Return every entry exactly as written.

## begin Extracted material

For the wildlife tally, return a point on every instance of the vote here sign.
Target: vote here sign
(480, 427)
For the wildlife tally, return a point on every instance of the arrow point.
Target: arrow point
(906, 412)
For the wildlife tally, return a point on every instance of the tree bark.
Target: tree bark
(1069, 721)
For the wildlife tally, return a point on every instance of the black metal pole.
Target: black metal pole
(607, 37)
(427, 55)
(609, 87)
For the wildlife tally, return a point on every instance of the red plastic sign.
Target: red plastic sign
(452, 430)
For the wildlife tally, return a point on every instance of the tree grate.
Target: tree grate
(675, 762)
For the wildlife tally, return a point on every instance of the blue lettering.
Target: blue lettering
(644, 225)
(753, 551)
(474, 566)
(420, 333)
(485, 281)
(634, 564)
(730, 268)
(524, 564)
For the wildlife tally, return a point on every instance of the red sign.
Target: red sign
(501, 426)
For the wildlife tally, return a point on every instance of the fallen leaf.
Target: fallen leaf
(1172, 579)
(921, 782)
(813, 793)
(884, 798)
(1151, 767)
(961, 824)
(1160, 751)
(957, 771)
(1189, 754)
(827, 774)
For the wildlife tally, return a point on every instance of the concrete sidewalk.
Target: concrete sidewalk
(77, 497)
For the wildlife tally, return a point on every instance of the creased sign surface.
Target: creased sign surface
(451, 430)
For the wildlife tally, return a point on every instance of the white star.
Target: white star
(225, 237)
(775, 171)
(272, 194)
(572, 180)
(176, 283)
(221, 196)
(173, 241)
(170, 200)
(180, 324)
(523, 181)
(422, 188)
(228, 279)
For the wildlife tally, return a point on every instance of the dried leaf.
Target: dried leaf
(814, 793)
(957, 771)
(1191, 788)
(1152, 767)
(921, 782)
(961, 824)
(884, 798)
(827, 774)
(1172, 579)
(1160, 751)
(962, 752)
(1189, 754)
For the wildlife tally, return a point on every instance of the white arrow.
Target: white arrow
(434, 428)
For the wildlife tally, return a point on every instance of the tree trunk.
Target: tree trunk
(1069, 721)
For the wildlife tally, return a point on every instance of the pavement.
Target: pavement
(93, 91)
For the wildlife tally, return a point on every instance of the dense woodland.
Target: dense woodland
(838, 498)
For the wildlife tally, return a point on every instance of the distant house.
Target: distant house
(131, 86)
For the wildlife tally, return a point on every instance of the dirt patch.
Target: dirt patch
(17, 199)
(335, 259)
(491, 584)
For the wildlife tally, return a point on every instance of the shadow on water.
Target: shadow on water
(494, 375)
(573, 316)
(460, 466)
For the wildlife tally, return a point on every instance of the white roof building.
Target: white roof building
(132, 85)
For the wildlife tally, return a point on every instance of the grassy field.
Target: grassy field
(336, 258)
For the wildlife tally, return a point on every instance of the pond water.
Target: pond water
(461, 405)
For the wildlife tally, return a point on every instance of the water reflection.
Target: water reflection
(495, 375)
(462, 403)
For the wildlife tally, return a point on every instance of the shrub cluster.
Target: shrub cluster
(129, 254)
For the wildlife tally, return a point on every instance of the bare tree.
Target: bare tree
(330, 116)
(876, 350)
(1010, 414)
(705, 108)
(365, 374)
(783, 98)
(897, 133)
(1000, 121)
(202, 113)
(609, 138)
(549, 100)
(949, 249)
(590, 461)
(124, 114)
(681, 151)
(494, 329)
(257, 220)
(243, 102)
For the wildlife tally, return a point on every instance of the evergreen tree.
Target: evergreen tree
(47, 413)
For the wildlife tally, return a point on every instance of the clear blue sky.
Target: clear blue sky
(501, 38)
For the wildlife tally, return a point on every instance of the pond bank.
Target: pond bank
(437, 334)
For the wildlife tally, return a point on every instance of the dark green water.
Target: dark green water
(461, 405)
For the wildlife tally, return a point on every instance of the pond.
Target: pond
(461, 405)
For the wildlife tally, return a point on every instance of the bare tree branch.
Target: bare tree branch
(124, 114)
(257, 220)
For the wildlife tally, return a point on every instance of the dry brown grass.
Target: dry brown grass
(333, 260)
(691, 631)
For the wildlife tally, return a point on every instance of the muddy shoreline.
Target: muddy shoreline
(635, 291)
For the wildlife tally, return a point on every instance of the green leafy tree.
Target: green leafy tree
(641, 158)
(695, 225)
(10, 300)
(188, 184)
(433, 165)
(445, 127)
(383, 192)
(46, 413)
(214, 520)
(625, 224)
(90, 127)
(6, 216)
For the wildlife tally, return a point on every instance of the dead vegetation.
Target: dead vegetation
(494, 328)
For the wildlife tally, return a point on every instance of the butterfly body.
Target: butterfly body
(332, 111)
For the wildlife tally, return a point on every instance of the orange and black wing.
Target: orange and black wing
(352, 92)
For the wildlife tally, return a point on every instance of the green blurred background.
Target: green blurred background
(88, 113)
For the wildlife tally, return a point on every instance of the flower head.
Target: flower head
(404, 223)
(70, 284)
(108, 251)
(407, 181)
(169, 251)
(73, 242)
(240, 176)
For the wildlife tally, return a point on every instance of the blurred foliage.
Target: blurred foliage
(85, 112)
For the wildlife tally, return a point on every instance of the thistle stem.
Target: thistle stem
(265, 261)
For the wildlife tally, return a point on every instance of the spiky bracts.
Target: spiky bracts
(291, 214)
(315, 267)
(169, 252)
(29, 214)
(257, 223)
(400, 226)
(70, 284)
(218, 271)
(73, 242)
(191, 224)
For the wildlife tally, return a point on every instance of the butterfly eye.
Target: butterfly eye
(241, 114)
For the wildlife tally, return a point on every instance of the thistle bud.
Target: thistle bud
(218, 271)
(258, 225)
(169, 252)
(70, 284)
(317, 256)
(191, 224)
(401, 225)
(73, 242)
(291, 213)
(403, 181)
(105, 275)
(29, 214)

## end Extracted material

→ Expected answer
For the wildlife tally, return a point on every instance of the vote here sign.
Target: vote here sign
(480, 427)
For the wildlife tally, return a point on every instance of the arrow point.
Target: arrow point
(906, 412)
For the wildlife tally, return a point on every instance of the tree bark.
Target: tree bark
(1069, 721)
For the wildlife tally, return a point on every instance of the black metal pole.
Target: black metal pole
(607, 37)
(427, 55)
(609, 87)
For the wildlife tally, return a point on every instance of the red plastic sign.
Target: red plastic sign
(452, 430)
For the wildlife tally, return a point on every instance of the tree grate.
Target: tree grate
(675, 762)
For the wildlife tally, return a point on every instance of the blue lettering.
Target: blue lettering
(644, 225)
(753, 551)
(474, 566)
(420, 333)
(485, 281)
(634, 564)
(730, 268)
(524, 564)
For the wildlife tally, return a point on every instance of the red sign.
Target: red sign
(501, 426)
For the wildlife tally, return a point on every instance of the fallen leaf.
Target: fallen leaf
(1172, 579)
(921, 782)
(813, 793)
(884, 798)
(1151, 767)
(961, 824)
(1160, 751)
(957, 771)
(1189, 754)
(827, 774)
For the wildlife tally, return a point on every instance of the concrete sidewalk.
Target: concrete sidewalk
(77, 497)
For the wildlife tally, return a point on every instance of the creased sign surface.
Target: creased sign surface
(451, 430)
For the wildlife tally, return a point on every instance of the white star.
Target: white star
(225, 237)
(775, 171)
(272, 194)
(572, 180)
(176, 283)
(221, 196)
(173, 241)
(170, 200)
(180, 324)
(523, 181)
(422, 188)
(228, 279)
For the wildlife tally, return a point on every instance of the dried leaf.
Target: dried leaf
(814, 793)
(957, 771)
(1191, 788)
(1152, 767)
(921, 782)
(961, 824)
(884, 798)
(827, 774)
(1172, 579)
(1160, 751)
(962, 752)
(1189, 754)
For the wildlife tally, return a point on every instance of the white arrow.
Target: white arrow
(434, 428)
For the wildlife tally, return a point on every instance of the tree trunk.
Target: tree trunk
(1069, 721)
For the wildlife tally, return a point on every instance of the pavement.
Target: pavement
(93, 91)
For the wildlife tally, return a point on every instance of the dense woodland.
Target: dense woodland
(838, 498)
For the wildlife tally, return a point on every instance of the distant house.
Target: distant house
(131, 86)
For the wildlife tally, return a point on every instance of the dirt patch.
Target: dirt patch
(17, 199)
(335, 259)
(491, 584)
For the wildlife tally, return a point on every instance of the shadow on water.
Target: shadow on water
(494, 375)
(573, 316)
(460, 466)
For the wildlife tally, return a point on every instance of the white roof building.
Target: white roof building
(132, 85)
For the wildlife tally, return a point on every instance of the grassy field.
Target: grassy field
(336, 258)
For the wildlife tally, return a point on every instance of the pond water.
Target: pond water
(461, 405)
For the wildlife tally, return a point on every instance of the water reflection.
Target: water reflection
(495, 375)
(462, 403)
For the wildlife tally, return a point on every instance of the shrub cluster.
Target: shrub cluster
(129, 254)
For the wildlife tally, return a point on every instance of the bare tree.
Target: bare tree
(330, 116)
(876, 350)
(1010, 414)
(705, 108)
(365, 374)
(783, 98)
(897, 133)
(1000, 121)
(202, 113)
(609, 138)
(549, 100)
(949, 249)
(590, 461)
(124, 114)
(681, 151)
(494, 329)
(257, 220)
(243, 102)
For the wildlife tally, return a point on every instance of the evergreen tree.
Target: evergreen tree
(47, 413)
For the wildlife tally, return a point on every instance of the clear blue sky.
Target: clear blue sky
(501, 38)
For the wildlife tally, return a point on every instance of the pond bank.
Target: pond bank
(437, 334)
For the wildlife tally, return a point on every instance of the dark green water.
Target: dark green water
(461, 405)
For the wildlife tally, return a point on every instance of the pond.
Target: pond
(461, 405)
For the wildlife tally, return a point on every instance of the bare tree branch.
Target: bare tree branch
(124, 114)
(257, 220)
For the wildlife tally, return a point on every instance of the dry brown grass.
Target: dry brown grass
(333, 260)
(691, 631)
For the wildlife tally, return a point on every instance of the muddy shoreline.
Target: muddy shoreline
(635, 291)
For the wildlife tally, return a point on every instance of the green leafy tree.
Target: green leafy tree
(641, 158)
(695, 225)
(10, 300)
(188, 184)
(433, 165)
(445, 127)
(383, 192)
(46, 413)
(214, 520)
(625, 224)
(90, 127)
(6, 216)
For the wildlife tally, return a point on every instance of the dead vegetation.
Target: dead vegetation
(494, 328)
For the wildlife tally, return a point on every instance of the butterfly body.
Target: butterfly body
(332, 111)
For the wildlife tally, return a point on every instance of the orange and black wing.
Target: orange and black wing
(352, 92)
For the wildlife tally, return a point on every instance of the green blurred background.
Target: green blurred background
(88, 113)
For the wildlife tally, return a point on every instance of the flower head.
Target: flower head
(404, 223)
(70, 284)
(108, 251)
(407, 181)
(169, 251)
(73, 242)
(240, 176)
For the wildlife tally, return a point on every instance of the blurred foliage.
Target: blurred foliage
(85, 112)
For the wildlife tally, return a point on every instance of the thistle stem.
Target: thistle stem
(265, 261)
For the wildlife tally, return a point on every instance of the spiky bracts.
Target: spiky bracts
(291, 214)
(315, 267)
(169, 252)
(29, 214)
(257, 223)
(400, 226)
(70, 284)
(218, 271)
(73, 242)
(191, 224)
For the wildlife tally, return a point on every instance of the butterfly eye.
Target: butterfly eye
(241, 114)
For the wildlife tally, return a point on every instance of the thistle bud.
Target: thistle bud
(218, 271)
(258, 225)
(169, 252)
(70, 284)
(317, 256)
(191, 224)
(401, 225)
(73, 242)
(291, 213)
(403, 181)
(105, 275)
(29, 214)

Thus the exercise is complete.